____ Exercise materials
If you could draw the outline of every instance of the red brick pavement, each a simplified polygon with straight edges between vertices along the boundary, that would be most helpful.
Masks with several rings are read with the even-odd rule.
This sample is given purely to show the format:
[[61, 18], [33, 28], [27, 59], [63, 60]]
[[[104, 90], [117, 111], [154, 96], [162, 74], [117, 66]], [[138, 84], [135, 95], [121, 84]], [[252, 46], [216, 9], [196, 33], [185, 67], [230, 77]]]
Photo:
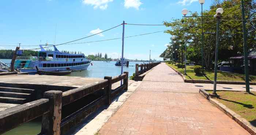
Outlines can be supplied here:
[[[166, 78], [172, 79], [168, 74], [173, 71], [165, 69], [166, 66], [160, 64], [146, 75], [148, 81], [104, 124], [101, 135], [249, 135], [197, 93], [193, 93], [195, 88], [187, 83], [164, 88], [173, 83], [165, 82]], [[152, 77], [162, 69], [166, 74], [159, 74], [164, 82]], [[173, 76], [172, 79], [178, 78]], [[186, 86], [191, 91], [185, 89]]]

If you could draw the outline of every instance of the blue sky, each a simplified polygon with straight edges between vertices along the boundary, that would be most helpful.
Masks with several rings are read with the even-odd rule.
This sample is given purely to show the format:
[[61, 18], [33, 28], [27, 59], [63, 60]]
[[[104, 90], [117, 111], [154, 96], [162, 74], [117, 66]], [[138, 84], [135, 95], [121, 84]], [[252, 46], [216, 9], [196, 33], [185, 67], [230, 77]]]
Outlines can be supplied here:
[[[204, 9], [212, 2], [206, 0]], [[180, 18], [183, 8], [200, 11], [197, 0], [4, 0], [0, 4], [0, 45], [22, 45], [72, 40], [126, 23], [161, 24], [172, 18]], [[56, 26], [57, 26], [57, 27]], [[170, 29], [165, 26], [125, 25], [125, 36]], [[76, 42], [81, 42], [121, 38], [122, 26]], [[124, 57], [128, 59], [161, 59], [159, 55], [166, 48], [170, 35], [163, 32], [126, 38]], [[41, 43], [40, 43], [40, 40]], [[90, 43], [60, 46], [59, 50], [81, 51], [86, 55], [98, 52], [109, 57], [121, 56], [121, 39]], [[0, 49], [15, 49], [0, 46]]]

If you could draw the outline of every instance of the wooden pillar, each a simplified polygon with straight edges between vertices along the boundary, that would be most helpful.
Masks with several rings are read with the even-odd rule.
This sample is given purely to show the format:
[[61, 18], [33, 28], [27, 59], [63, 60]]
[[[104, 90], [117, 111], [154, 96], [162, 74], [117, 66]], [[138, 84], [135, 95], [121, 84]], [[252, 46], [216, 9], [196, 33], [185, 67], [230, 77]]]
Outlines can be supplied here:
[[139, 64], [136, 64], [135, 65], [135, 74], [138, 76], [139, 74]]
[[128, 80], [129, 80], [129, 74], [128, 72], [124, 72], [124, 73], [126, 74], [126, 77], [124, 79], [124, 84], [125, 85], [125, 90], [127, 91], [128, 90]]
[[111, 104], [111, 91], [112, 90], [112, 77], [105, 76], [104, 79], [108, 80], [108, 86], [104, 88], [104, 90], [106, 94], [106, 103], [107, 105], [109, 105]]
[[49, 90], [44, 93], [44, 98], [49, 99], [49, 112], [43, 115], [41, 132], [47, 135], [60, 135], [62, 92]]
[[14, 71], [14, 62], [15, 62], [15, 60], [16, 59], [16, 57], [17, 57], [17, 51], [19, 49], [19, 47], [16, 47], [16, 49], [15, 50], [15, 51], [13, 53], [13, 55], [12, 55], [12, 61], [11, 62], [11, 72], [12, 72]]

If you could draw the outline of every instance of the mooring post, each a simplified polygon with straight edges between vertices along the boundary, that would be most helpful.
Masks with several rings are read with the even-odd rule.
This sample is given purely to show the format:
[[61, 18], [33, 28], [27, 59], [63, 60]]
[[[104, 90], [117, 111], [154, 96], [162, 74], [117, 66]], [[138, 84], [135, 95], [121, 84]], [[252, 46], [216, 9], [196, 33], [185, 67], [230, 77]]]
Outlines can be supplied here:
[[108, 83], [108, 86], [104, 88], [104, 90], [106, 93], [106, 105], [109, 105], [111, 104], [111, 90], [112, 89], [112, 77], [105, 76], [104, 79], [107, 79]]
[[49, 112], [42, 117], [41, 133], [47, 135], [60, 135], [62, 92], [49, 90], [44, 93], [44, 98], [49, 99]]
[[135, 65], [135, 74], [136, 76], [139, 74], [139, 64], [138, 64]]
[[125, 89], [124, 90], [127, 91], [128, 90], [128, 80], [129, 80], [129, 74], [128, 72], [124, 72], [124, 73], [126, 74], [126, 77], [124, 79], [124, 84], [125, 85]]

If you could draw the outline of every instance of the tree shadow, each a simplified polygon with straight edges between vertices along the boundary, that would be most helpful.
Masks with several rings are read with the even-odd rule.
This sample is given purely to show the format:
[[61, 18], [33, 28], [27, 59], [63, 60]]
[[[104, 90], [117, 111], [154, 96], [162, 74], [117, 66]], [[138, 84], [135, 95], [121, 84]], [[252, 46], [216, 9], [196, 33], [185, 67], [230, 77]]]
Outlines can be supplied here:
________
- _Given request_
Write out the lines above exactly as they appear, omitting the picture.

- _Solution below_
If you could draw the outline of every instance of the red brick pavement, each a simplified polygon with straight edges between vertices along the boundary, that would be most helpful.
Masks with several rings are read with the even-odd rule.
This sample is given purely to show the format:
[[61, 18], [33, 28], [27, 59], [63, 60]]
[[[104, 90], [117, 111], [154, 96], [162, 74], [117, 66]], [[138, 84], [135, 95], [121, 84]], [[252, 46], [216, 9], [196, 33], [185, 67], [230, 77]]]
Photo:
Outlines can be supplied here:
[[[166, 78], [172, 79], [168, 74], [173, 71], [165, 69], [166, 66], [160, 64], [146, 75], [148, 81], [104, 124], [101, 135], [249, 135], [197, 93], [193, 93], [195, 88], [187, 83], [164, 88], [173, 83], [165, 82]], [[152, 77], [162, 69], [166, 74], [159, 74], [164, 82]], [[173, 76], [172, 79], [178, 78]], [[186, 86], [191, 91], [185, 89]]]

If you could draw the outline of every instance of the blue sky, each a simplified polygon with straight edges between vertices along the boundary, that would be most helpful.
Masks with several rings are read with the even-odd rule.
This sample is given purely to show the format:
[[61, 18], [33, 28], [27, 59], [63, 60]]
[[[104, 90], [117, 111], [154, 96], [162, 74], [117, 66]], [[138, 84], [135, 95], [121, 84]], [[252, 46], [216, 9], [196, 33], [185, 67], [230, 77]]]
Outlines can be supplied here:
[[[204, 9], [212, 2], [206, 0]], [[180, 18], [183, 8], [200, 11], [197, 0], [4, 0], [0, 4], [0, 45], [22, 45], [72, 40], [126, 23], [161, 24], [172, 18]], [[56, 26], [57, 26], [57, 27]], [[170, 29], [165, 26], [125, 25], [125, 36]], [[76, 42], [81, 42], [121, 38], [122, 26]], [[124, 57], [128, 59], [161, 59], [159, 55], [166, 48], [170, 35], [163, 32], [126, 38]], [[41, 43], [40, 43], [40, 40]], [[90, 43], [60, 46], [59, 50], [81, 51], [86, 55], [98, 52], [109, 57], [121, 56], [121, 39]], [[0, 49], [15, 49], [0, 46]]]

If you could draw the outline of every instance of the wooden pillar, each a simplified polygon with straight edges between vertices along the boundary, that would be most helpful.
Masks with several rings are read with the even-odd rule.
This sample is given purely to show the format:
[[61, 18], [33, 28], [27, 59], [63, 60]]
[[[104, 90], [117, 111], [154, 96], [162, 74], [117, 66]], [[138, 84], [135, 95], [121, 84]], [[252, 46], [216, 9], [196, 33], [185, 67], [230, 77]]]
Outlines can be supplied here:
[[139, 64], [136, 64], [135, 65], [135, 74], [138, 76], [139, 74]]
[[128, 80], [129, 80], [129, 74], [128, 72], [124, 72], [124, 73], [126, 74], [126, 77], [124, 79], [124, 84], [125, 85], [125, 90], [127, 91], [128, 90]]
[[111, 104], [111, 91], [112, 90], [112, 77], [105, 76], [104, 79], [108, 80], [108, 86], [104, 88], [104, 90], [106, 94], [106, 103], [107, 105], [109, 105]]
[[49, 90], [44, 93], [44, 98], [49, 99], [49, 112], [43, 115], [41, 132], [47, 135], [60, 135], [62, 92]]
[[14, 71], [14, 62], [15, 62], [15, 60], [16, 59], [16, 57], [17, 57], [17, 51], [19, 49], [19, 47], [16, 47], [16, 49], [15, 50], [15, 51], [13, 53], [13, 55], [12, 55], [12, 61], [11, 62], [11, 72], [12, 72]]

If you could draw the outline of every instance of the mooring post, each a simplified polygon with straight edges between vertices along the boundary, that would be most helpful.
Masks with several rings are read with the even-odd rule.
This sample is given purely to show the format:
[[61, 18], [33, 28], [27, 59], [63, 60]]
[[[104, 90], [117, 111], [154, 96], [162, 74], [117, 66]], [[138, 84], [135, 95], [121, 84]], [[252, 46], [216, 9], [196, 33], [185, 67], [230, 77]]]
Outlines can be supplied here:
[[108, 83], [108, 86], [104, 88], [104, 90], [106, 93], [106, 105], [109, 105], [111, 104], [111, 90], [112, 89], [112, 77], [105, 76], [104, 79], [107, 79]]
[[49, 112], [42, 117], [41, 133], [47, 135], [60, 135], [62, 92], [49, 90], [44, 93], [44, 98], [49, 99]]
[[135, 65], [135, 74], [136, 76], [139, 74], [139, 64], [138, 64]]
[[125, 89], [124, 90], [127, 91], [128, 90], [128, 80], [129, 80], [129, 74], [128, 72], [124, 72], [124, 73], [126, 74], [126, 77], [124, 79], [124, 84], [125, 85]]

If you could draw the outline of every instance of the tree shadow, each a simplified polygon with straight edges between vertices along the boundary, that would be most helpful.
Masks with several rings are read with the even-odd rule.
This sample is given purely to show the format:
[[61, 18], [33, 28], [27, 59], [63, 60]]
[[[104, 90], [117, 111], [154, 96], [162, 74], [117, 66]], [[138, 84], [135, 95], [121, 84]], [[252, 46], [216, 9], [196, 33], [185, 67], [230, 77]]]
Outlines can be supplied here:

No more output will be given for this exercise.